-- GIVEN RECORDS follows --
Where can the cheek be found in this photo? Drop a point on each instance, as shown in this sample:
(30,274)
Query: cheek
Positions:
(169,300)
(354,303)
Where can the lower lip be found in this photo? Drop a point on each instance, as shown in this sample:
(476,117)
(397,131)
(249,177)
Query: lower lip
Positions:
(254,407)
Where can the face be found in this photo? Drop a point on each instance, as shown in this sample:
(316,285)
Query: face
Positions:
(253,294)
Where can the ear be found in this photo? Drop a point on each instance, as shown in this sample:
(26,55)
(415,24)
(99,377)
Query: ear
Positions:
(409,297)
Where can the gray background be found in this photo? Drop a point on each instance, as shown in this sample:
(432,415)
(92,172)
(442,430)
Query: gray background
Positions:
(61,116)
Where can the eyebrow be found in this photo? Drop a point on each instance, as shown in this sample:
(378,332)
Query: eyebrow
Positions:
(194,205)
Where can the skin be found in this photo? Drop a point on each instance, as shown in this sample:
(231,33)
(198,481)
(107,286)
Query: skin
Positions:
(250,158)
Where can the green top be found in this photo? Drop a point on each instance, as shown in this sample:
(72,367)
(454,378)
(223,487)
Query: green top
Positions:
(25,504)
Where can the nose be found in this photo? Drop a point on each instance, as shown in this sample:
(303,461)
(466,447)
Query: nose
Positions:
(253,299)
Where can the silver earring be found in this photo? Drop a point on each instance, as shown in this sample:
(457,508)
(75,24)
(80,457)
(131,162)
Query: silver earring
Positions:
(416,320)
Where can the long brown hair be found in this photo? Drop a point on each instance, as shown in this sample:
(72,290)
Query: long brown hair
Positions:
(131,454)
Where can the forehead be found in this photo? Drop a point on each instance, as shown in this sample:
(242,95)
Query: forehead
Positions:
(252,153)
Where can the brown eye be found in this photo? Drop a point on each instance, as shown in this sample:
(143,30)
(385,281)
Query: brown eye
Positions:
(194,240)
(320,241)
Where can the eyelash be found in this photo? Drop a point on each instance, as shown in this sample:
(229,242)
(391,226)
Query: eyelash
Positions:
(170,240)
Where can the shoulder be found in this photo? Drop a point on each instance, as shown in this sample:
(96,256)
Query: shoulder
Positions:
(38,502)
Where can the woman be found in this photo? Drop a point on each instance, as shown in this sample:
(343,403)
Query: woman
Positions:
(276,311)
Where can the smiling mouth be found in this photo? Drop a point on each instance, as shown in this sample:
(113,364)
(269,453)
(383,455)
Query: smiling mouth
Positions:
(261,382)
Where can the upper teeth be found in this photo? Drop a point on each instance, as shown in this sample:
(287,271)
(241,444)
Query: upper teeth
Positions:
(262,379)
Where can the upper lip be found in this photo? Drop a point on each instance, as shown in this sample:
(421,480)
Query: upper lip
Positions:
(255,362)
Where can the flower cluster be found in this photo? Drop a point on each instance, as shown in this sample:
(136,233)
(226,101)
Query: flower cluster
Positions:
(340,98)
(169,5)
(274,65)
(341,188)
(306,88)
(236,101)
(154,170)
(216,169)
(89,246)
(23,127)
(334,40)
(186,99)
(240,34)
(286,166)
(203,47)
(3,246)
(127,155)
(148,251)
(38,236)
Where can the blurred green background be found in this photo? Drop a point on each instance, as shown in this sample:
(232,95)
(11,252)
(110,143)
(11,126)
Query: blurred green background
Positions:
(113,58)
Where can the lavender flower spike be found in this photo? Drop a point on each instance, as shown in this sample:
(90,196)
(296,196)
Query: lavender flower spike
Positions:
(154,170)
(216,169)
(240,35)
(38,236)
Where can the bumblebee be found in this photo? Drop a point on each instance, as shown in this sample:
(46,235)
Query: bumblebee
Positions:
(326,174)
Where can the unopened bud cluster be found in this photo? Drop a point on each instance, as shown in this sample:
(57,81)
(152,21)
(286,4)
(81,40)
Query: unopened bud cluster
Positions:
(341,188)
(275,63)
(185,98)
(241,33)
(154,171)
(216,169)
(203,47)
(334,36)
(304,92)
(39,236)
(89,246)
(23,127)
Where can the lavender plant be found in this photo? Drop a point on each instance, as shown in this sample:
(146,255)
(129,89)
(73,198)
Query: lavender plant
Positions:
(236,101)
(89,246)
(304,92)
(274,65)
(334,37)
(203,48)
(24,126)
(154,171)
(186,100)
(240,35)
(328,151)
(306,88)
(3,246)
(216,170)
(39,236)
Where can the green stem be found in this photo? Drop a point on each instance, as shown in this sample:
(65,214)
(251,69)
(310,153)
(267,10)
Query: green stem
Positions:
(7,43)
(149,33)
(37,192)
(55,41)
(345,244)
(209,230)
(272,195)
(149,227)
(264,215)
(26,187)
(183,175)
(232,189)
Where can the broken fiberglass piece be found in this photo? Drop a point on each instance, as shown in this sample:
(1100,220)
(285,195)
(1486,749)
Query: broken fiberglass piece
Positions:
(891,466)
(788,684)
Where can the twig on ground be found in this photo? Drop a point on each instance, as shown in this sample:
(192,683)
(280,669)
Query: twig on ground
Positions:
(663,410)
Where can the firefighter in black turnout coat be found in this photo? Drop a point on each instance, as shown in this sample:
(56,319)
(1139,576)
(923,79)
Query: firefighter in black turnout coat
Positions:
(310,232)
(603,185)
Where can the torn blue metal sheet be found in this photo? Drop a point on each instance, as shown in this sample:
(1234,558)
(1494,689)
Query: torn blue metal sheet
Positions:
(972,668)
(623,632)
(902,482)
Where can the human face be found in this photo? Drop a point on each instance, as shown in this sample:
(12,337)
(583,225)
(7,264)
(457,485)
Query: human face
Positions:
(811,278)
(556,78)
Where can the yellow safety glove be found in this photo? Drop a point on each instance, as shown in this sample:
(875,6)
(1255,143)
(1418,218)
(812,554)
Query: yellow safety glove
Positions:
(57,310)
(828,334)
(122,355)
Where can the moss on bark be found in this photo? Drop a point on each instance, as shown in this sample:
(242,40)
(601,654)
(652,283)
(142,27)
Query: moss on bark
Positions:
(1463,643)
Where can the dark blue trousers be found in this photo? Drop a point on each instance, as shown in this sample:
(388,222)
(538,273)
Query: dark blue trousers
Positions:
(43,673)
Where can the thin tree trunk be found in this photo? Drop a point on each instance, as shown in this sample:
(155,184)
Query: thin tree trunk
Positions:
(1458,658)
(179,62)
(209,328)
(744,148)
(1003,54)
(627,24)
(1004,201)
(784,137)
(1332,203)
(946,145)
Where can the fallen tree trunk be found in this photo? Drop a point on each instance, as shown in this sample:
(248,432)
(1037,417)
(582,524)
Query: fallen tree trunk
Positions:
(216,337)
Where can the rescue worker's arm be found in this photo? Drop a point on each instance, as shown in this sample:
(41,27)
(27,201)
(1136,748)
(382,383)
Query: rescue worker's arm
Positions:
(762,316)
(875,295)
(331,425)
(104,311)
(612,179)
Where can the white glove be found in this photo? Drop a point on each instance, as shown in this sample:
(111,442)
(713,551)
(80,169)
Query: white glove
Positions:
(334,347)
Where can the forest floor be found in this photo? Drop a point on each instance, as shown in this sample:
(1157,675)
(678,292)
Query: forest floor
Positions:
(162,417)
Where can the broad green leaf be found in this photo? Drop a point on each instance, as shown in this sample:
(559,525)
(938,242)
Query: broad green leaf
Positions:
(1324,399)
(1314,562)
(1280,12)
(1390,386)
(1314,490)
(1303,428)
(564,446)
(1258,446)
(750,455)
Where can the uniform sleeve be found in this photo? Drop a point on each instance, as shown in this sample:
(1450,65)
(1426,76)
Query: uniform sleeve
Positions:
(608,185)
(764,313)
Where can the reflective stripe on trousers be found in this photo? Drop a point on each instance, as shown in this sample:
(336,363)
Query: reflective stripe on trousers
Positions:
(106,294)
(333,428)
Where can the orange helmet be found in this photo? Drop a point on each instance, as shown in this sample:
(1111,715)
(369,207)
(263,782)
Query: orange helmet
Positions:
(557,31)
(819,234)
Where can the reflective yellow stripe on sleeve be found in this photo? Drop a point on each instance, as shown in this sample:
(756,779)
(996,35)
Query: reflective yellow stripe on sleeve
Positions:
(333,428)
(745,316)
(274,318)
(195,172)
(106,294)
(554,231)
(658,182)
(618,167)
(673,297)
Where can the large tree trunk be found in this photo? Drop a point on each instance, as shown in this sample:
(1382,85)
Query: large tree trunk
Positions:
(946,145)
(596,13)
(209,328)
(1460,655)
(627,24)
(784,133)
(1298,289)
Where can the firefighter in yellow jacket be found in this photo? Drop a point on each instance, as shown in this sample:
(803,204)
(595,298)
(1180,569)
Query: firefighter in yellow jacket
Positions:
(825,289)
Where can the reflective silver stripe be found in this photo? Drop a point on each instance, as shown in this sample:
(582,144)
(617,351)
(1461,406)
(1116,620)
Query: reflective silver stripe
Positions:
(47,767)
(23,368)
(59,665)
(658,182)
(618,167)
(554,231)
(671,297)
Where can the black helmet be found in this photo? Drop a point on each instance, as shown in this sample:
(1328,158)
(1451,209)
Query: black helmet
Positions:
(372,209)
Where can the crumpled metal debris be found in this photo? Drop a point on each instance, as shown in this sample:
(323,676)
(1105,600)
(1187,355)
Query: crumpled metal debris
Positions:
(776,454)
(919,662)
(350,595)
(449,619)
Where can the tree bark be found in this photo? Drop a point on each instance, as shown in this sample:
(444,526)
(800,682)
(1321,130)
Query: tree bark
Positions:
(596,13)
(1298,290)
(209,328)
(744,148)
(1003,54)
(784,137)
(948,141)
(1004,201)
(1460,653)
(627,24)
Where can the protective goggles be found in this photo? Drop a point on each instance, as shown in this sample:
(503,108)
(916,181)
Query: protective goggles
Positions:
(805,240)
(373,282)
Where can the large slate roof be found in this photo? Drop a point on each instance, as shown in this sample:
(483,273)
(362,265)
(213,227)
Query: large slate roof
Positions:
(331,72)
-- GIVEN RECORDS concluded --
## THE PROBLEM:
Above are the entries. Output exactly the lines beginning with the line that has "Where can the upper teeth" and ending with the line that has "Query: flower cluster".

## RESPONSE TO THIS EXERCISE:
Where can the upper teeth be found in this photo? Drop a point on each instance, as shown in this sample:
(287,271)
(241,444)
Query: upper teeth
Positions:
(262,379)
Where can the upper lip be found in this photo? Drop a point on each instance, as shown in this sample:
(421,480)
Query: upper lip
Positions:
(255,362)
Where can the flower cluster be found in this photo? Drop a point on each instance, as shown in this sample:
(136,233)
(226,101)
Query: flower cluster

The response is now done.